* [TASK]
Print out each entry below exactly, please.
....
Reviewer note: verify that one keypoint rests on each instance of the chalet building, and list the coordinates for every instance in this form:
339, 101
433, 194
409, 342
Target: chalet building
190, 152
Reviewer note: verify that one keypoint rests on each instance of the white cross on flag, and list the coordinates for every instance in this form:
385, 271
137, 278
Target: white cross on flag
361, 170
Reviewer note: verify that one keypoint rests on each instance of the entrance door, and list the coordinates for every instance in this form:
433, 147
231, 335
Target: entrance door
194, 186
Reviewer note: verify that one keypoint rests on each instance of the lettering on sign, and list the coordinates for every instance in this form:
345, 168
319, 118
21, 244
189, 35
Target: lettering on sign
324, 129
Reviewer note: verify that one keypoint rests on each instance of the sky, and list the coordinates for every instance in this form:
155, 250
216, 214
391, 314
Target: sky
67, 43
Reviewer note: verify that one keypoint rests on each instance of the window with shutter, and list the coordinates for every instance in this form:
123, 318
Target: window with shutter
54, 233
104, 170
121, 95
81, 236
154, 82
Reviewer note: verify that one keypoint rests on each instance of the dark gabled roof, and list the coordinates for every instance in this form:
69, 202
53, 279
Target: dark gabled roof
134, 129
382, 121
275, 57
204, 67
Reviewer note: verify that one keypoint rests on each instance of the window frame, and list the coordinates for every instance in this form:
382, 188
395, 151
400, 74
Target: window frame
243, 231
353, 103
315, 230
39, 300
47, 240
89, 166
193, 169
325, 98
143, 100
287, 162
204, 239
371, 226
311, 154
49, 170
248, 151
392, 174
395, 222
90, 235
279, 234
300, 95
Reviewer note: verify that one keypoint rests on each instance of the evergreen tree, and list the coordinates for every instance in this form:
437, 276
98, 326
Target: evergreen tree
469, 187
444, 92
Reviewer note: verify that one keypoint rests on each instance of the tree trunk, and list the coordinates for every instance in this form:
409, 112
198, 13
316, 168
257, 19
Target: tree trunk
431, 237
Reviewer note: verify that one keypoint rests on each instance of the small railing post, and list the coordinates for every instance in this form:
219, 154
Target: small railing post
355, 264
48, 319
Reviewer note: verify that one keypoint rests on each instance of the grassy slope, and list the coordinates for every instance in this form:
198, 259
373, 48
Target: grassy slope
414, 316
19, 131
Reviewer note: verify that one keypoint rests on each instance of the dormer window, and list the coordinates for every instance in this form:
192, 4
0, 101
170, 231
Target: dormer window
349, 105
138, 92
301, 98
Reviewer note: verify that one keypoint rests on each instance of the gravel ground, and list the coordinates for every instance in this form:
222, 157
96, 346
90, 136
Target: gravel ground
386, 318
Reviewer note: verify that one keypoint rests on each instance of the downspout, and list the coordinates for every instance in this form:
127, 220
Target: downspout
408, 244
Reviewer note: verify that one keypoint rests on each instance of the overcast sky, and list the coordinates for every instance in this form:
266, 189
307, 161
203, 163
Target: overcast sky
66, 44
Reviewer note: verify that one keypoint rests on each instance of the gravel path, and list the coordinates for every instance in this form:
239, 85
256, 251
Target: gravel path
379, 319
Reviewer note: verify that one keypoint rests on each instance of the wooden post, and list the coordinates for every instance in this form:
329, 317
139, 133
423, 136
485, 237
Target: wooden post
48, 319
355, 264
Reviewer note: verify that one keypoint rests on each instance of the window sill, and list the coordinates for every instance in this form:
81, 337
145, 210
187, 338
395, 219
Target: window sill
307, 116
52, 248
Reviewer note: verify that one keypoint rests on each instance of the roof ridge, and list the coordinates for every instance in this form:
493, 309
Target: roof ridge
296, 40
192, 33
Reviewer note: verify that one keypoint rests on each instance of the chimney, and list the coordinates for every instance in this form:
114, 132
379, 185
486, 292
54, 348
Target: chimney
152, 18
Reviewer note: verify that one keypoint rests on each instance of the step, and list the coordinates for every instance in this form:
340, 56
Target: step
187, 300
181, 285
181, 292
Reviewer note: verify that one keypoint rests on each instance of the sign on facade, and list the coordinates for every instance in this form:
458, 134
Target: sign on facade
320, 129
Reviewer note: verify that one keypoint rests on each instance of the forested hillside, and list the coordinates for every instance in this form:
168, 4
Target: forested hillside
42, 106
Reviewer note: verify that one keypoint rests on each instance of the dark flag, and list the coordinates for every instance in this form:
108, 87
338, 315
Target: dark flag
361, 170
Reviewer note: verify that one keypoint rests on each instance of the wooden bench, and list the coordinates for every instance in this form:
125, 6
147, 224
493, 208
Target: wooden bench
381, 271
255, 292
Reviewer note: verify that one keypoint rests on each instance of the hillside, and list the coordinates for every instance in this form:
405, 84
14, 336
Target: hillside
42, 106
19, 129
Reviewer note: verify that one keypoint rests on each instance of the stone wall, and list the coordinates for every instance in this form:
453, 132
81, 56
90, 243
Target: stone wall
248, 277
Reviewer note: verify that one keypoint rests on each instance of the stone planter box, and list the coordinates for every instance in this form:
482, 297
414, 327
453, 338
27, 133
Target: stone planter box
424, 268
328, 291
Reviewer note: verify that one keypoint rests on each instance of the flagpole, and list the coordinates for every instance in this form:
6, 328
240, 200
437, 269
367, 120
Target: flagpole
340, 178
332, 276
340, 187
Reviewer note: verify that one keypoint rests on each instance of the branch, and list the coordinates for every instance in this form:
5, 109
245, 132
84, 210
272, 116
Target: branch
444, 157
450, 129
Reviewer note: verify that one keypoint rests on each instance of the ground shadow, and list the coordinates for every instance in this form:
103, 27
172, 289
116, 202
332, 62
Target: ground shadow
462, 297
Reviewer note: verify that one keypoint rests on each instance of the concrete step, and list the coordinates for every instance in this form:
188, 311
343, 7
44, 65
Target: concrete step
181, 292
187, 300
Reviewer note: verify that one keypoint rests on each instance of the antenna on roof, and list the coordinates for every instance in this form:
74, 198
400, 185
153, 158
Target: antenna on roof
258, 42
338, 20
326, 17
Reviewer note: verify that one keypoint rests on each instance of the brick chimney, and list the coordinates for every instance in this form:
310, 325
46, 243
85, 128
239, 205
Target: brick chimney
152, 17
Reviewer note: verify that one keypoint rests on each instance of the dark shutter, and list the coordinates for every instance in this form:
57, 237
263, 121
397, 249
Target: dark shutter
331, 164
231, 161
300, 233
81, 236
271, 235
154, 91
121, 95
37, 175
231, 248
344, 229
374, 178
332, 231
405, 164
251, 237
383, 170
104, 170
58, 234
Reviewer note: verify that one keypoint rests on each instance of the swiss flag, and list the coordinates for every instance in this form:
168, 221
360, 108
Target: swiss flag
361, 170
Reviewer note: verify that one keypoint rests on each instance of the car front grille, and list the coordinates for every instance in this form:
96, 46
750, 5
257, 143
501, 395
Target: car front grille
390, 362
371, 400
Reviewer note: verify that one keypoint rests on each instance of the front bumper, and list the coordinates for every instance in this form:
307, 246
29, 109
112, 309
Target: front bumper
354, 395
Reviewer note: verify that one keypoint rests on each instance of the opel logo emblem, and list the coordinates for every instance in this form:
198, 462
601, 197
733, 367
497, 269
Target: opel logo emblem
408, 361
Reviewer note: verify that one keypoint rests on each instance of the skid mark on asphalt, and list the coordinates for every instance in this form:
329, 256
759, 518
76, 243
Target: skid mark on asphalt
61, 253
....
* [WRITTEN SOLUTION]
Reviewer note: verify that one keypoint rests on each instance of the chalet building, and list the coordinates for every instance in this form:
339, 101
433, 194
409, 342
Target: chalet building
190, 152
Reviewer note: verify that one keypoint rests on each instance of the white cross on flag, and list the coordinates for every instance in this form:
385, 271
137, 278
Target: white cross on flag
361, 170
Reviewer note: verify that one keypoint rests on each instance of the entrance door, and list the coordinates for every instance in this form:
433, 147
231, 335
Target: entrance door
194, 186
Reviewer note: verify that one keypoint rests on each instance of the lettering on sign, and list the coordinates for every instance in this form:
345, 168
319, 118
21, 244
189, 35
Target: lettering on sign
324, 129
Reviewer note: verify that one keypoint rests on each instance of the sky, and list the coordinates for every instance in this form:
155, 250
216, 214
391, 314
Target: sky
67, 43
Reviewer note: verify that one keypoint rests on each instance of the window with shutter, and list the coordinates for every instance in this form:
123, 318
Target: window with shutter
54, 233
104, 170
121, 95
81, 236
154, 82
Reviewer note: verify that one keypoint rests on each instance of the dark gabled roof, and list the coordinates for every instance in this form:
69, 202
53, 279
Target: dark gabled roof
134, 129
382, 121
275, 57
204, 67
Reviewer note: verify that one keypoint rests on each instance of the window frame, and list the coordinates for every instance in this form:
382, 188
395, 151
400, 74
Target: window frame
243, 231
353, 103
315, 230
39, 300
47, 240
89, 166
193, 169
325, 98
143, 100
287, 162
204, 239
371, 226
311, 154
49, 170
248, 151
392, 174
395, 222
90, 235
279, 234
300, 95
Reviewer note: verify that one keypoint rests on each instance of the evergreen tree, and list the coordinates for every instance in this form:
437, 276
98, 326
Target: evergreen tree
469, 187
444, 92
Reviewer note: verify that one keypoint rests on each instance of the tree trunk, and list the coordinates for every instance in this form:
409, 112
198, 13
316, 168
257, 19
Target: tree trunk
431, 237
Reviewer note: verify that one keypoint rests on each instance of the small railing post, and list the coordinates for every instance in this form:
219, 154
Target: small railing post
355, 264
48, 319
Reviewer note: verify that one keypoint rests on each instance of the grassy slope, and list the coordinates for every instance in this form:
198, 259
373, 48
Target: grassy slope
414, 316
19, 131
Reviewer note: verify that one keypoint rests on each instance of the dormer window, and list the coordinates for every instance in this form:
192, 4
0, 101
170, 231
Target: dormer window
349, 105
138, 92
301, 98
Reviewer note: verify that one keypoint rests on each instance of the gravel ground, and list the coordinates for every instance in this form:
222, 157
96, 346
90, 136
Target: gravel ground
386, 318
Reviewer note: verify that one keypoint rests on each instance of the downspout, and list the coordinates for every instance in this form:
127, 220
Target: downspout
408, 244
Reviewer note: verify that one keypoint rests on each instance of the overcast sky, and list the coordinates for every instance in this form:
266, 189
307, 161
203, 163
Target: overcast sky
66, 44
Reviewer note: verify that one keypoint rests on each instance of the gravel path, and list the coordinates for every instance in this form:
239, 85
256, 251
Target: gravel path
379, 319
Reviewer note: verify that one keypoint rests on each instance of the wooden post, and list the coordinates for every instance in this form:
329, 317
139, 133
423, 136
485, 237
Target: wooden post
48, 319
355, 264
Reviewer note: verify that one keypoint rests on each instance of the window sill, and list the coordinates for every instance in this form:
81, 337
145, 210
187, 338
395, 219
Target: window sill
307, 116
52, 248
Reviewer note: verify that one keypoint rests on each instance of the roof ridge, and list the coordinates for every instance in this form:
493, 309
Target: roof ridge
296, 40
192, 33
Reviewer note: verify that one keypoint rests on each instance of the chimney, and list the coordinates for every instance in this form:
114, 132
379, 185
486, 292
54, 348
Target: chimney
152, 18
Reviewer note: verify that one keypoint rests on each instance of the step, and list the coordinates for every instance in this form:
340, 56
Target: step
187, 300
181, 285
181, 292
Reviewer note: verify that one keypoint rests on each instance of the sign on facade, and list the coordinates for every instance in this form:
458, 134
Target: sign on facade
320, 129
Reviewer note: verify that one keypoint rests on each instance of the forested hillside, and list the coordinates for every instance in this form:
168, 4
Target: forested hillside
42, 106
Reviewer note: verify that one keypoint rests on each instance of the dark flag, and list the coordinates for every instance in this form:
108, 87
338, 315
Target: dark flag
361, 170
Reviewer note: verify that one keypoint rests on each instance of the wooden bench, and list the coordinates for every instance in this form:
125, 6
147, 224
493, 208
Target: wooden bench
381, 271
255, 292
Reviewer note: verify that one keypoint rests on each instance of the hillside, and list the coordinates for every instance in this form:
405, 84
14, 336
Target: hillside
42, 106
19, 129
Reviewer note: verify that one keypoint rests on each instance of the stone wall, and list the coordinates for every instance in this form:
453, 132
81, 56
90, 243
Target: stone wall
248, 277
Reviewer note: verify that one keypoint rests on each instance of the stone planter box, and list the coordinates for every instance in this form:
482, 297
414, 327
453, 338
27, 133
Target: stone planter box
424, 268
328, 291
Reviewer note: verify that one keypoint rests on each instance of the flagpole, and list the coordinates for every instance in this form:
6, 328
240, 200
437, 269
367, 120
Target: flagpole
340, 178
332, 276
340, 187
Reviewer note: verify that one keypoint rests on each instance of the branch, and list the coordinates for every instance in this form:
5, 109
245, 132
84, 210
272, 116
Target: branch
444, 157
450, 129
Reviewer note: verify that one keypoint rests on each instance of the ground shadow, and list the coordinates for every instance in this form:
103, 27
172, 289
116, 202
332, 62
Target: ground shadow
462, 297
Reviewer note: verify that one keypoint rests on each instance of the concrete step, and list the coordinates for every instance in this form:
188, 311
343, 7
44, 65
Target: concrete step
181, 292
187, 300
Reviewer note: verify that one keypoint rests on each instance of the antenna on roof, and list the coordinates for every instance in this form:
74, 198
400, 185
153, 158
Target: antenna on roof
258, 42
338, 20
326, 17
Reviewer note: verify that one keypoint rests on each instance of the brick chimney, and list the coordinates for every instance in this form:
310, 325
46, 243
85, 128
239, 205
Target: brick chimney
152, 17
Reviewer note: verify that one keypoint rests on each instance of the dark shutter, and list the coordinates for every instance in this form:
57, 237
263, 121
397, 249
Target: dark shutter
331, 164
231, 161
300, 233
81, 236
271, 235
154, 91
121, 95
37, 175
231, 248
344, 229
374, 178
332, 231
405, 164
251, 237
383, 170
104, 170
58, 234
Reviewer note: verify that one keypoint rests on each instance of the swiss flag, and list the coordinates for every instance in this form:
168, 221
360, 108
Target: swiss flag
361, 170
Reviewer note: verify that one keypoint rests on each instance of the car front grille, and list the coordinates for every instance in this form:
96, 46
750, 5
257, 143
501, 395
Target: car front grille
390, 362
371, 400
Reviewer note: verify that one keypoint rests on each instance of the front bumper, and list the coordinates for every instance in this form:
307, 246
29, 109
112, 309
Target: front bumper
354, 395
Reviewer note: verify that one keypoint rests on each instance of the opel logo emblem, and list the coordinates for every instance in this form:
198, 462
601, 197
733, 367
497, 269
Target: opel logo emblem
408, 361
Reviewer note: verify that one keypoint rests on each instance of the skid mark on asphalt, and list the coordinates for every instance in this form:
329, 256
759, 518
76, 243
Target: skid mark on asphalt
61, 253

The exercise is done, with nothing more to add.